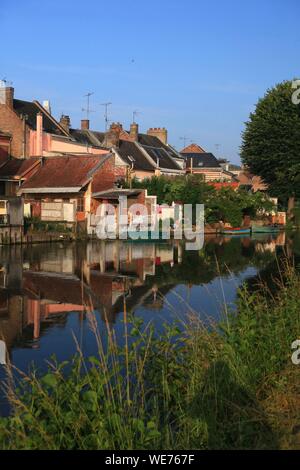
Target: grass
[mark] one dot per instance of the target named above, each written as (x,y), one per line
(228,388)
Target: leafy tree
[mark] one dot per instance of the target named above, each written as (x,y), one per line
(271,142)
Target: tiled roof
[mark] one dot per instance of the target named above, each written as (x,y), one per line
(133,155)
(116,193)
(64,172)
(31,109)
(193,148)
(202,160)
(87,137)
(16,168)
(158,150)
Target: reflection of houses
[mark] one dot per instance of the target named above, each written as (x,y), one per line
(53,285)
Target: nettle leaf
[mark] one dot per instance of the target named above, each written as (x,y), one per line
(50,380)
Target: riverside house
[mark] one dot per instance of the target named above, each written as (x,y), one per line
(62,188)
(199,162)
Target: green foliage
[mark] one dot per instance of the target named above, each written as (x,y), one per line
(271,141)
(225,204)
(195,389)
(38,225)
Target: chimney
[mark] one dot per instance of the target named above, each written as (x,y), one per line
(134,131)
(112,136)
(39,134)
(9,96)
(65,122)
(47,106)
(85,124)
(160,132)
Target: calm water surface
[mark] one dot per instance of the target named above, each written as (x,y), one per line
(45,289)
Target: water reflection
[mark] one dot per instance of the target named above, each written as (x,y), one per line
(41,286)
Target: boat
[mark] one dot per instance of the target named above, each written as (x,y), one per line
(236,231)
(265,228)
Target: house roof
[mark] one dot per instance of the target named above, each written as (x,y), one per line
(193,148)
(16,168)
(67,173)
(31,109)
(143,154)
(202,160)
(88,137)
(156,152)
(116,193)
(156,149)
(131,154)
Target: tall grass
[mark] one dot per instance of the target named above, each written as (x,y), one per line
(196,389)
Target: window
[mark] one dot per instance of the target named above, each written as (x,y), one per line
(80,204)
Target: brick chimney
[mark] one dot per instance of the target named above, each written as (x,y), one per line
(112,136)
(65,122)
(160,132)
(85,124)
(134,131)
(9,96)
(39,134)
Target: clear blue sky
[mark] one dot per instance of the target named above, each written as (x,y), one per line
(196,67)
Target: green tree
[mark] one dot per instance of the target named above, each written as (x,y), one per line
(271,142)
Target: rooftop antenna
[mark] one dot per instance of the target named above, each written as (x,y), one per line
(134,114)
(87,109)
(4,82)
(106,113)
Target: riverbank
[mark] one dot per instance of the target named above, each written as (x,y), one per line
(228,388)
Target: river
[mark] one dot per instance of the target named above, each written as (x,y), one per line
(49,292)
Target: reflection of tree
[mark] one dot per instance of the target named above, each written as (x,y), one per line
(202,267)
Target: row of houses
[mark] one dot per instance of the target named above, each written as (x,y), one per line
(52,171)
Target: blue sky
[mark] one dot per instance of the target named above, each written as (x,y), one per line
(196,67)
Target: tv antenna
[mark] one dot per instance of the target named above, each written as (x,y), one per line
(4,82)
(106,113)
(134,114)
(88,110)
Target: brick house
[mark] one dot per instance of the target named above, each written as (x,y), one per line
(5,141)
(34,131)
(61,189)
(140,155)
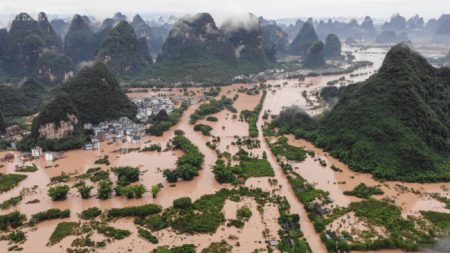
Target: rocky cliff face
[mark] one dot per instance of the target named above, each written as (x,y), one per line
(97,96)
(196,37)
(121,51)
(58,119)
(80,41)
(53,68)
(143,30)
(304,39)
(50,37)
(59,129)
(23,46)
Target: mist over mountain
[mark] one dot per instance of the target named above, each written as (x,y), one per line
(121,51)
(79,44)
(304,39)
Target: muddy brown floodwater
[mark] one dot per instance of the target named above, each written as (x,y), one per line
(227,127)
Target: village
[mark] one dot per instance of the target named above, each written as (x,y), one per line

GOAL OF THE EXERCISE: Work through the records above and count the lines that hold the string "reflection". Please give only that figure.

EXERCISE RESPONSE: 3